- INSTRUCTIONS TO FOLLOW -
Nothing but the lines from the one with "Verify that every instance of the floor" through the end of the data should be set down, each exactly as written, and no picture should be included.

╭─ PROVIDED RECORDS

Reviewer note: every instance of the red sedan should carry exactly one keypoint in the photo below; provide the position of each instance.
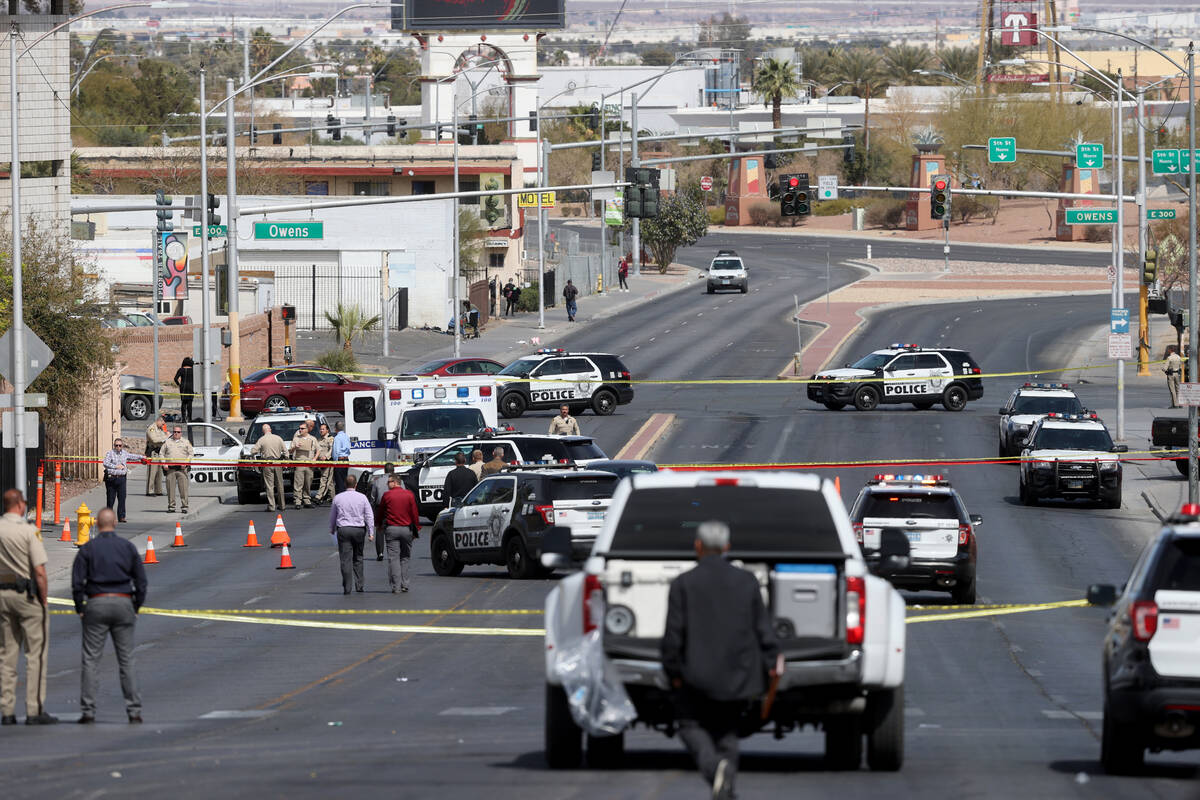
(281, 388)
(460, 367)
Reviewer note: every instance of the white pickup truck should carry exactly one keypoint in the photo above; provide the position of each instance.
(841, 629)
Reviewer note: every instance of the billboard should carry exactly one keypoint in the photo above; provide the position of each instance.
(487, 14)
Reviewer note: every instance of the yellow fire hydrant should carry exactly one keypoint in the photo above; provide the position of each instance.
(83, 524)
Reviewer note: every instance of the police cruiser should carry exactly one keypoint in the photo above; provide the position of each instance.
(552, 377)
(1071, 456)
(901, 373)
(941, 534)
(1026, 405)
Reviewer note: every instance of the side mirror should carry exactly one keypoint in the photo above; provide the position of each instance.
(556, 547)
(1102, 594)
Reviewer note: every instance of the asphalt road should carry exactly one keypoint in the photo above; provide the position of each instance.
(997, 708)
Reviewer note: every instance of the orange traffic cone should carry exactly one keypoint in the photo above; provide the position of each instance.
(280, 535)
(150, 555)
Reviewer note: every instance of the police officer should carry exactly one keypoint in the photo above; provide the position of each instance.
(270, 446)
(24, 619)
(177, 452)
(304, 447)
(109, 585)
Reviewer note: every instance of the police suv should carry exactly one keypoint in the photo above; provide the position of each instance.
(1026, 405)
(285, 425)
(427, 476)
(941, 534)
(1151, 655)
(502, 519)
(901, 373)
(1071, 456)
(552, 377)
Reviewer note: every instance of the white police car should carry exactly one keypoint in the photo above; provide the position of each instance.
(1029, 403)
(1071, 456)
(901, 373)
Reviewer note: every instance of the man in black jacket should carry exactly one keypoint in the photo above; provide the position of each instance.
(717, 648)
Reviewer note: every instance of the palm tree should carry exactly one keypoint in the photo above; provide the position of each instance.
(773, 82)
(349, 323)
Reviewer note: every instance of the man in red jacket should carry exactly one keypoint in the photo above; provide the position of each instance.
(396, 516)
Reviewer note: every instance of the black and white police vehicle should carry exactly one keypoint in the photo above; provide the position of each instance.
(552, 377)
(1151, 659)
(901, 373)
(427, 476)
(1026, 405)
(503, 518)
(942, 551)
(1071, 456)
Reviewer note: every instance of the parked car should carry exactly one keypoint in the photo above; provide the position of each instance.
(281, 388)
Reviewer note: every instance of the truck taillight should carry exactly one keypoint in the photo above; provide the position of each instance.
(1145, 619)
(856, 609)
(593, 602)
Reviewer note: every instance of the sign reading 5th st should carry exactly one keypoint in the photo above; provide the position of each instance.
(289, 230)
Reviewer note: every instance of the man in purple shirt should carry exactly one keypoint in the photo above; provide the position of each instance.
(352, 521)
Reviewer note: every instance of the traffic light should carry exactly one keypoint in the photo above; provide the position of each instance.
(1150, 266)
(214, 204)
(165, 214)
(940, 197)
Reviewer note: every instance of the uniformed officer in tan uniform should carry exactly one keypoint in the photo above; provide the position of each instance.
(270, 446)
(24, 620)
(156, 437)
(304, 447)
(175, 453)
(325, 452)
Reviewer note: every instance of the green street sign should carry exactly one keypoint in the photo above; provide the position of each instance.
(1089, 155)
(1001, 150)
(289, 230)
(1167, 162)
(1089, 216)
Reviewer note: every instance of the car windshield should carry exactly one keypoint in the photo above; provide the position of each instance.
(521, 367)
(441, 422)
(760, 519)
(1073, 439)
(873, 361)
(1043, 404)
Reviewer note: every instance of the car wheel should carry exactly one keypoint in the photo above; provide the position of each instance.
(136, 407)
(442, 554)
(844, 743)
(513, 404)
(867, 398)
(563, 738)
(606, 752)
(1121, 751)
(516, 558)
(885, 741)
(954, 398)
(276, 403)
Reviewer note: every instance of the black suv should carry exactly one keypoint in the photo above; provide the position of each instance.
(552, 377)
(503, 518)
(901, 373)
(1151, 659)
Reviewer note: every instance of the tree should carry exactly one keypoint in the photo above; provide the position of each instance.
(682, 221)
(349, 323)
(774, 82)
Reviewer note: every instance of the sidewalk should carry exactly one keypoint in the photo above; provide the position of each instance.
(503, 337)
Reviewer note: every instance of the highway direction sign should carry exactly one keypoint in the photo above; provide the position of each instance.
(1089, 216)
(1089, 155)
(1001, 150)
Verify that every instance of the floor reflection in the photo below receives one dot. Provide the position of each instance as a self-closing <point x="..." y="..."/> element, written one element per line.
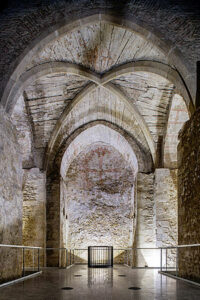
<point x="100" y="276"/>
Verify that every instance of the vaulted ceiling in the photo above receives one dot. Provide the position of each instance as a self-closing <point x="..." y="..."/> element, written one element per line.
<point x="93" y="84"/>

╰─

- ANSWER TO THIS EXERCISE -
Verify that every instance of the floor reflection in the photo below receives one dot. Provide the position of each instance as a self-closing <point x="..." y="..."/> element, written one element per line.
<point x="100" y="276"/>
Verify that every instance of the vaulted ceiling in the photo above receives one dot. Provide the position of each instance as a self-closing <point x="..." y="..."/> element, written one element per line.
<point x="93" y="84"/>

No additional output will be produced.